Una diferencia inicial: en algunos trabajos se habla de los “conversos” para hacer referencia a aquellos que, siendo de izquierda, se pasan a la derecha. Sinceramente, es un calificativo noble porque -en realidad- hay muy pocos “renegados” que han podido justificar esa condición desde una postura filosófica, teórica o ideológica sostenida y robusta.
Tras leer el fabuloso libro de Atilio Borón, El hechicero de la tribu, Mario Vargas Llosa y el liberalismo en América Latina, lo natural y lógico sería señalar como traidores a quienes, defendiendo con ímpetu un programa o un modo de ver la realidad, “de un día para otro”, se convierten en sus detractores, en acérrimos defensores del otro extremo del pensamiento en el que militaron y, valga la ocasión, sacaron el mejor provecho para su tarea (política, literaria o artística), sin descontar el usufructo económico.
Pero ni siquiera pecan de traición -en el sentido literal- a sus excoidearios, amigos o militantes. Si fuese así, no habría discusión: la historia está plagada de traiciones y de actos infieles donde no caben mejores explicaciones. El “pecado” en sí mismo es su propia traición, su autoaniquilación, ese acto de consumir el veneno de la abjuración, para terminar sus días con la culpa rondando sus sueños y sin poder regresar a ver a sus “amigos” de antaño. ¿Quien se traiciona a sí mismo carcome lentamente sus propias entrañas?

_DETALLES DE LA TAREA_
¿Qué libro de Atilio Borón cita el fragmento sobre los conversos? Los registros son un material aparte, sin relación con el fragmento.

_INFORMACIÓN APORTADA_

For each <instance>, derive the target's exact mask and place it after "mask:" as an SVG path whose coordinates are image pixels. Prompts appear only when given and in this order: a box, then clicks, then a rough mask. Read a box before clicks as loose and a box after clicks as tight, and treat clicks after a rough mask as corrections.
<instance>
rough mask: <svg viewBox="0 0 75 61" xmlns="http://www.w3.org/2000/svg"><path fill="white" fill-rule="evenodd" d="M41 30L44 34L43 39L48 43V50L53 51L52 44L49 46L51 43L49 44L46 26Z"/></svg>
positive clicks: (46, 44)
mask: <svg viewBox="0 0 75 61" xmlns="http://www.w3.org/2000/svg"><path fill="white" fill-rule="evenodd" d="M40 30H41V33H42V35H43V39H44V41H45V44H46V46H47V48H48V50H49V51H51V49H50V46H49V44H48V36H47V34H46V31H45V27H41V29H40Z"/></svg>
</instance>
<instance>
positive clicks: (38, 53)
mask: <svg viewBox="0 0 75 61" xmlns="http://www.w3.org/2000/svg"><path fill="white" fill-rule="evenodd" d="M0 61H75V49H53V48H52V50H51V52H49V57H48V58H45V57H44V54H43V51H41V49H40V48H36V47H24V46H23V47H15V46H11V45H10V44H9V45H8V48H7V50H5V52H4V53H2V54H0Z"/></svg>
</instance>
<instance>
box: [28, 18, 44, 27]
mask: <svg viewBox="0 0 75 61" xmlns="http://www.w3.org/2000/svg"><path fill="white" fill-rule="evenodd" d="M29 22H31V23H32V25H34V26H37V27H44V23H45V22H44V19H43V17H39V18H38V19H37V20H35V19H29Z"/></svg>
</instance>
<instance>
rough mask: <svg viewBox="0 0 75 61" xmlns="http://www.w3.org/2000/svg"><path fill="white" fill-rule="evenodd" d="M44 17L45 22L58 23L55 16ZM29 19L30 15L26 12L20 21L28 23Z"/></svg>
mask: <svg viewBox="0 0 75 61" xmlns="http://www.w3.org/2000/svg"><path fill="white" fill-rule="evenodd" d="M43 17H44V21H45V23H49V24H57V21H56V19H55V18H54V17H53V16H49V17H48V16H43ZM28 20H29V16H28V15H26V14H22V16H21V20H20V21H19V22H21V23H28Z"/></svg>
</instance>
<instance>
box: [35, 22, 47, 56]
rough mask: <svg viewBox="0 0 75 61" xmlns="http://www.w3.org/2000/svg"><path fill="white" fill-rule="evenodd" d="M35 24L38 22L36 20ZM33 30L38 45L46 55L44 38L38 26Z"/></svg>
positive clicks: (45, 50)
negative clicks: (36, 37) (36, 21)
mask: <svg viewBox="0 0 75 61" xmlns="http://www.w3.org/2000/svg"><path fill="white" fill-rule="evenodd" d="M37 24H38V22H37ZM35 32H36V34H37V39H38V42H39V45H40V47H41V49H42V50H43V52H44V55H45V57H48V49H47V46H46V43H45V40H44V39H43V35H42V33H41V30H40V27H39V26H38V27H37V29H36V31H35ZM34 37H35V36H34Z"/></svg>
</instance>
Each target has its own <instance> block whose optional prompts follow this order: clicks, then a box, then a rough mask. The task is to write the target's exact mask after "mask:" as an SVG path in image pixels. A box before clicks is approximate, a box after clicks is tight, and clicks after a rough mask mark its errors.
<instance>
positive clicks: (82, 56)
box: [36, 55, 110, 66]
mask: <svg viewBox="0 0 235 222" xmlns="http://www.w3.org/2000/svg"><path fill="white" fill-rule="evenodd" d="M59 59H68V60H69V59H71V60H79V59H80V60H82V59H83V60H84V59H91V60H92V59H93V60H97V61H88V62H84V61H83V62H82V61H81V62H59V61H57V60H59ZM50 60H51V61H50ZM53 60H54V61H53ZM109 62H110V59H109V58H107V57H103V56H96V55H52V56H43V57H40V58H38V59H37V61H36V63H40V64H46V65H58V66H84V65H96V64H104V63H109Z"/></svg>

_RESPUESTA ESCRITA_
El hechicero de la tribu, Mario Vargas Llosa y el liberalismo en América Latina.